La ‘rivoluzione’ di Podemos? Governare con i socialisti

Sembra che l’operazione Unidos Podemos, che riunisce in un’unica lista il partito di Iglesias, Izquierda Unida, Equo e varie formazioni di centrosinistra catalane, galiziane e del Pais Valencia, stia funzionando. Alle elezioni del 26 giugno, convocate dopo il fallimento del parlamento eletto il 20 dicembre scorso, incapace di trovare una maggioranza di governo, la creatura “viola” allargata ad altre formazioni politiche progressiste dovrebbe ottenere una quota significativa di seggi in più, e forse anche un aumento percentuale rispetto al risultato delle ultime elezioni.

Niente male per una formazione che fino ad un mese fa era data in consistente discesa, a causa della sensazione che il voto a Podemos fosse poco utile alla cacciata dal potere dei popolari responsabili di anni di politiche autoritarie e liberiste. Podemos infatti continua ad essere accusata, tanto dai socialisti quanto dalla nuova destra liberal e modernista di Ciudadanos di essersi messa di traverso rispetto ad un governo di cambiamento e di aver di fatto costretto il paese a tornare alle urne. Ma la scelta di andare alle elezioni del 26 giugno in coalizione non solo con le ‘confluencias’ locali già andate in porto la volta scorsa, ma anche con la Sinistra Unita di Alberto Garzon, ha reso di nuovo appetibili i viola al di là del bacino degli ‘scontenti’ e degli ‘antisistema’, al quale Iglesias ha attinto finora.

********************

=== Obiettivo ===
Prosegui l'articolo sulla coalizione Unidos Podemos alle elezioni del 26 giugno, ripartendo subito dopo la sua ultima frase.

=== Dati registrati ===
********************

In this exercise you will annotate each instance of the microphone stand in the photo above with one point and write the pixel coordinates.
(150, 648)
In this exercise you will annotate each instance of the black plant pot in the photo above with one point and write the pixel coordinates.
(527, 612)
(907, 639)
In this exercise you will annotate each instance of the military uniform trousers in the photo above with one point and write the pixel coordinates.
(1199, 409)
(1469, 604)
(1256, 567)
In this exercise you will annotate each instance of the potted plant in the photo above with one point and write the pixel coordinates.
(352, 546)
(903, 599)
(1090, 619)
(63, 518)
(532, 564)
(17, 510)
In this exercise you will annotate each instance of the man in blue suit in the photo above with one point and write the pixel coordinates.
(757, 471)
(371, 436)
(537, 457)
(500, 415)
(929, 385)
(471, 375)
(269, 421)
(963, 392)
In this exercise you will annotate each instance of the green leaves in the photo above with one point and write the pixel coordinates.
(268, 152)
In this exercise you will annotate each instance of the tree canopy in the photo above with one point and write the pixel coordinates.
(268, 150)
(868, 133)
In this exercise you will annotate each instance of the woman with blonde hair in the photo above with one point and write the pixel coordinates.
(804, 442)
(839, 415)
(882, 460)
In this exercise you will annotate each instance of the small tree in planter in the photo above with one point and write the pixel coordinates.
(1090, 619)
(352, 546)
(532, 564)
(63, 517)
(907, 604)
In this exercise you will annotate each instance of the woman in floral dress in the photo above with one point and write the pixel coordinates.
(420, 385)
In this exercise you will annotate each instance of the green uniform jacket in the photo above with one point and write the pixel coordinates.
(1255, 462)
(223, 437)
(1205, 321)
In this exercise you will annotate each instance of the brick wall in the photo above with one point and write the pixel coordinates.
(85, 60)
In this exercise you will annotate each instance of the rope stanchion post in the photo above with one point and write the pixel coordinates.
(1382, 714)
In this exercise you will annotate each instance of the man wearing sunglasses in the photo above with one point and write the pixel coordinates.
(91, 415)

********************

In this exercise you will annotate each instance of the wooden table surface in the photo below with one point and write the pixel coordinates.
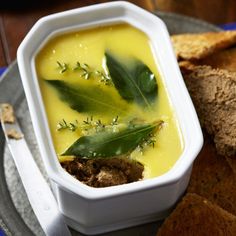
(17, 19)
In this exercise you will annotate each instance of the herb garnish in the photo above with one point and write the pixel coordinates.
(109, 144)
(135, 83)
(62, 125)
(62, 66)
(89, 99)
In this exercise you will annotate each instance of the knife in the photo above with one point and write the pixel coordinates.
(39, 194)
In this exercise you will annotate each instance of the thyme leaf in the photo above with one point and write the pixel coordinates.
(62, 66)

********************

=== Esito del compito ===
Secondo le analisi delle intenzioni di voto, infatti, per Unidos Podemos potrebbero votare anche molti elettori socialisti o della sinistra moderata catalana, convinti così di rafforzare non solo e non tanto i viola, ma attraverso di loro la possibilità di una coalizione di centrosinistra alle Cortes in grado di fornire una maggioranza ad un eventuale governo tra Unidos Podemos, i socialisti del Psoe e varie formazioni regionaliste e indipendentiste locali di centrosinistra e sinistra.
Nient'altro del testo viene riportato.